§ Consignes:
1. D'après le texte à étudier, combien de diplomates ont récemment rejoint le chargé d'affaires à Bagdad ?
2. Rédigez la suite du texte à étudier à partir de sa dernière phrase.

§ Texte à étudier:
━━━

Le Ministre a indiqué que malgré ces conditions d’incertitude la France poursuivait la réactivation de sa section d’intérêts à Bagdad, cinq diplomates accompagnés par des agents de sécurité ont rejoint très récemment le chargé d’affaires.

M. François Loncle a relevé que la France était davantage stigmatisée par les Etats-Unis que l’Allemagne et la Russie, notamment dans le cadre d’une campagne médiatique très forte. Il a ainsi été fait état de passeports français qui auraient été délivrés à des responsables irakiens : qu’en est-il exactement ? Beaucoup de voix s’élèvent pour demander la restauration des liens avec les Etats-Unis, quelle position la France entend-elle adopter à ce sujet ?

M. Jack Lang a demandé si le Ministre avait des informations sur le sort des anciens dirigeants irakiens. Abordant la situation en Côte d’Ivoire, il a approuvé les accords de Marcoussis en estimant qu’ils avaient permis de restaurer la paix civile. Mais le chef de l’Etat ivoirien n’a toujours pas nommé les ministres de la défense et de la sécurité intérieure et l’armement des escadrons de la mort se poursuit. Pouvons-nous intervenir pour mettre un terme à ces agissements ?

M. Jean-Claude Lefort a demandé au nom de quelles règles internationales une puissance occupante avait des droits dans le pays qu’elle occupe. Il a ensuite estimé que les déclarations du ministre apparaissaient comme contradictoires : il a tantôt dit que l’ONU devait être au centre du processus de reconstruction de l’Irak, tantôt affirmé qu’il devait y avoir un retour de l’ONU dans la question irakienne. Quelle est la position du ministre sur cette question ?

━━━

§ Données brutes:
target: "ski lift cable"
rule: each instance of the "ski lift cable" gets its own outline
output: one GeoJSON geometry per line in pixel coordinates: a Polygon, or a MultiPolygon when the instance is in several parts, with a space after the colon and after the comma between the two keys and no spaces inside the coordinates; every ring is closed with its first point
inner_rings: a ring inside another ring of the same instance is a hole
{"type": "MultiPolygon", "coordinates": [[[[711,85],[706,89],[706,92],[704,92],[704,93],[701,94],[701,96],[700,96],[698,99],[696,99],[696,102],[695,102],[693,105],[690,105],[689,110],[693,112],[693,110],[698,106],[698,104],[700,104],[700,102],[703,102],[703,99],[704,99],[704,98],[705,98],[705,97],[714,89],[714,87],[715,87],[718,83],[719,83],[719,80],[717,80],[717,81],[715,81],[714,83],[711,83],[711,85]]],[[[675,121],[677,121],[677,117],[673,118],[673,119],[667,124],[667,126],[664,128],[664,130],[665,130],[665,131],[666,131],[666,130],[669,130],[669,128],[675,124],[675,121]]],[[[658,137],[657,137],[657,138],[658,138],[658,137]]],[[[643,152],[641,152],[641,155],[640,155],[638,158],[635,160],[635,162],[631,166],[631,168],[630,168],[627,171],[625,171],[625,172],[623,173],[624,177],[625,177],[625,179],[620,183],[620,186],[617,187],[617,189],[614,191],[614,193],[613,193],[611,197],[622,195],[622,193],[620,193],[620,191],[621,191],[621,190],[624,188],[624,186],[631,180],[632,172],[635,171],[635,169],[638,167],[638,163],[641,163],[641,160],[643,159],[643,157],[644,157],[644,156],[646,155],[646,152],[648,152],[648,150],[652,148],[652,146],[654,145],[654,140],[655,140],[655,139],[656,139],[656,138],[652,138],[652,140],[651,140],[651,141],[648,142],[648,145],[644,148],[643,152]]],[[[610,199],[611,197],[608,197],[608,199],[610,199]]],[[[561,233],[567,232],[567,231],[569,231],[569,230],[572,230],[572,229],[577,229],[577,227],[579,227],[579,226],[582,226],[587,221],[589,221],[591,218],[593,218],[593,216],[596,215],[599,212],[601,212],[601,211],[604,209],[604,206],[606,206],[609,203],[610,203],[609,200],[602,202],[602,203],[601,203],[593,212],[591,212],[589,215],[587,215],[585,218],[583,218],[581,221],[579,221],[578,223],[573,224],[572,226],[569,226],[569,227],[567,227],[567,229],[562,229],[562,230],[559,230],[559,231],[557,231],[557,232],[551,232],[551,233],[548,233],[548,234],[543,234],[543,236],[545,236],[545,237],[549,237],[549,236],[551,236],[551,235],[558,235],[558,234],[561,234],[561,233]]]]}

━━━

§ Corrigé:
1. Cinq diplomates, accompagnés par des agents de sécurité.

2.
Sur la campagne anti-française aux Etats-Unis, M. Dominique de Villepin a estimé que cela traduisait combien les positions françaises et la capacité de la France à les faire partager ont été mal vécues par les Etats-Unis. Pour la France mieux vaut agir politiquement, la force n’étant pas le seul instrument de l’action même si elle est parfois nécessaire. C’est une réelle différence d’approche qui ne constitue pourtant pas une raison suffisante pour se quereller. Il est nécessaire d’avoir une vision ouverte et constructive. La France a défendu ce principe lors du débat sur la résolution 1483. Il n’est pas souhaitable d’aller vers un choc frontal. En Irak, les Etats-Unis auront besoin de tous pour maîtriser le processus politique ; les Nations unies ont su montrer leur efficacité et leur capacité à maîtriser la complexité des problèmes et la résolution 1483 leur offre la possibilité d’agir en Irak.

S’agissant des passeports français fournis à des responsables irakiens, le Ministre a affirmé que tous les passeports français avaient été détruits avant la fermeture, la veille de l’intervention armée, de la section des intérêts français à Bagdad. Des explications ont été demandées sur le fondement de ces allégations, sans que des réponses ne soient obtenues.

En ce qui concerne le sort des anciens dirigeants irakiens, le ministre a indiqué que l’on est dans la plus totale incertitude. Une note manuscrite attribuée à Saddam Hussein a été récemment retrouvée, cela signifie-t-il qu’il est encore vivant ?

Au sujet des droits accordés à des puissances occupantes, M. Dominique de Villepin a répondu qu’ils étaient prévus par les conventions de La Haye de 1907 et de Genève de 1949. Elles stipulent que les autorités d’occupation ont le droit de faire fonctionner le pays occupé, sans modifier l’ordre juridique existant. Compte tenu de ces règles, le retour de l’ONU était inévitable à terme.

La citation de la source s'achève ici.